- _Exercise goal_
Please repeat these lines, switching each "keypoint" to "marker" and changing nothing else.

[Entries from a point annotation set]

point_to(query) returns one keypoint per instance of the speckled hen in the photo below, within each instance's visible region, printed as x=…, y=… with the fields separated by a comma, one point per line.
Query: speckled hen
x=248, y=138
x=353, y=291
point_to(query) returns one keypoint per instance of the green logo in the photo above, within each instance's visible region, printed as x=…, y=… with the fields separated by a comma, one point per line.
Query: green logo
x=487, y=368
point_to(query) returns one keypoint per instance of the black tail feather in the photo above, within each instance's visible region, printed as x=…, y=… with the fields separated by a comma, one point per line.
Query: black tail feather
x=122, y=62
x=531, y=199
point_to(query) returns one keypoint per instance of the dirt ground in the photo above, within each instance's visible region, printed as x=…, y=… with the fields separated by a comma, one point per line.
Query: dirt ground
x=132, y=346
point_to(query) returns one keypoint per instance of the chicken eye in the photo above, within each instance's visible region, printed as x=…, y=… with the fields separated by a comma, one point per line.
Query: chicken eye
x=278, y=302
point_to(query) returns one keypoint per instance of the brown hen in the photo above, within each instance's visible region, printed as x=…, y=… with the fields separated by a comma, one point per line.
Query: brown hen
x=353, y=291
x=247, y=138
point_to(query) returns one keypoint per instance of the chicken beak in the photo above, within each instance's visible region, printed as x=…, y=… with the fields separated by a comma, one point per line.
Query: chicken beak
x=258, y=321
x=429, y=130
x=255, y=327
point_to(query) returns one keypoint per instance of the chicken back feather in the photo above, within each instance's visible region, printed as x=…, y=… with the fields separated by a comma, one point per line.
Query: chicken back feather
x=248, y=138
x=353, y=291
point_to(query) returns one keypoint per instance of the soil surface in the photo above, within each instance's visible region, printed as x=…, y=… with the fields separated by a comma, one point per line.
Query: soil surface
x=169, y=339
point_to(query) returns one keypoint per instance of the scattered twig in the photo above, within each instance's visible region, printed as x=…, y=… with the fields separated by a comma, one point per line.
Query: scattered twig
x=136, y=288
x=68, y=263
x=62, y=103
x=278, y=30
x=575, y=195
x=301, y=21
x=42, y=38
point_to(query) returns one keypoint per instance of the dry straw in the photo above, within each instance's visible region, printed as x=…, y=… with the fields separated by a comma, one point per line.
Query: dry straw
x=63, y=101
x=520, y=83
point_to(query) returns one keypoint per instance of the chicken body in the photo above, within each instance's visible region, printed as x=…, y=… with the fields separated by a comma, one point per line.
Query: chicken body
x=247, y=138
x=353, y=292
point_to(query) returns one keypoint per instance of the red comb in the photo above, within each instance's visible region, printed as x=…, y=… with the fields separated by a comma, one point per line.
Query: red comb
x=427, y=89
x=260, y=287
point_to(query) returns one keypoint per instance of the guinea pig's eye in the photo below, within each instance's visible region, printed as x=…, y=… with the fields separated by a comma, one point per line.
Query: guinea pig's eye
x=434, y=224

- _Task answer_
point_to(query) returns one marker per instance of the speckled hen in the photo below, within each instance's visible region, printed as x=…, y=… with the fields separated by a comma, one point per line.
Query: speckled hen
x=248, y=138
x=353, y=291
point_to(query) returns one marker per instance of the green logo in the photo above, within each instance's visible region, printed as x=…, y=… with the fields separated by a comma, one point per line.
Query: green logo
x=487, y=368
point_to(query) returns one marker per instance of the black tail feather in the photo above, within each instance's visible region, printed as x=…, y=… with the fields separated by a comma, one point per line.
Query: black tail feather
x=122, y=62
x=531, y=199
point_to(query) returns one marker per instance of the dirt ground in the photo above, within each instance's visible region, printed as x=…, y=… with the fields separated by a comma, one point per line.
Query: dirt ground
x=132, y=346
point_to(query) returns one marker per instance of the chicken eye in the photo above, within each instance's visible region, printed as x=…, y=… with the fields separated by a comma, one point per line.
Query: chicken eye
x=278, y=302
point_to(query) returns one marker per instance of the brown hen in the photo above, within each instance's visible region, printed as x=…, y=… with the fields separated by a comma, one point per line.
Query: brown hen
x=353, y=291
x=247, y=138
point_to(query) returns one marker per instance of the chicken beak in the photo above, within each instance's visible region, printed as x=…, y=… with the fields separated by a comma, one point per line.
Query: chicken beak
x=258, y=321
x=429, y=130
x=255, y=327
point_to(query) returns one marker per instance of the chicken back feather in the photo above, within each instance's visible region, printed as x=…, y=… with the fields separated by a comma, one point per line.
Query: chicken back feather
x=248, y=138
x=353, y=291
point_to(query) returns one marker per instance of the soil surface in the photo above, within each instance's visible region, printed as x=…, y=… with the fields separated by a comma, one point per line.
Query: soil surface
x=169, y=339
point_to(query) returns one marker per instance of the scattered twig in the photo above, within each instance's visible region, printed as x=…, y=… with the fields separated by a comma, one point per line.
Query: scattered twig
x=136, y=288
x=68, y=263
x=62, y=103
x=278, y=30
x=575, y=195
x=301, y=21
x=42, y=38
point_to(query) returns one marker per instance of the dry straw in the photo above, within each instance's visible region, printed as x=…, y=… with the fields separated by a comma, one point per line.
Query: dry straw
x=63, y=101
x=520, y=83
point_to(query) returns one marker per instance of the chicken body in the photo above, within each instance's visible region, printed as x=…, y=… with the fields separated by a comma, one point per line.
Query: chicken body
x=247, y=138
x=353, y=292
point_to(query) returns one marker per instance of the red comb in the photo above, within each instance's visible region, printed as x=…, y=… with the fields separated by a comma, one point per line.
Query: red comb
x=427, y=89
x=260, y=287
point_to(query) returns one marker per instance of the guinea pig's eye in the photo below, within each instance's visible region, printed as x=…, y=… with the fields separated by a comma, one point per line.
Query: guinea pig's eye
x=434, y=224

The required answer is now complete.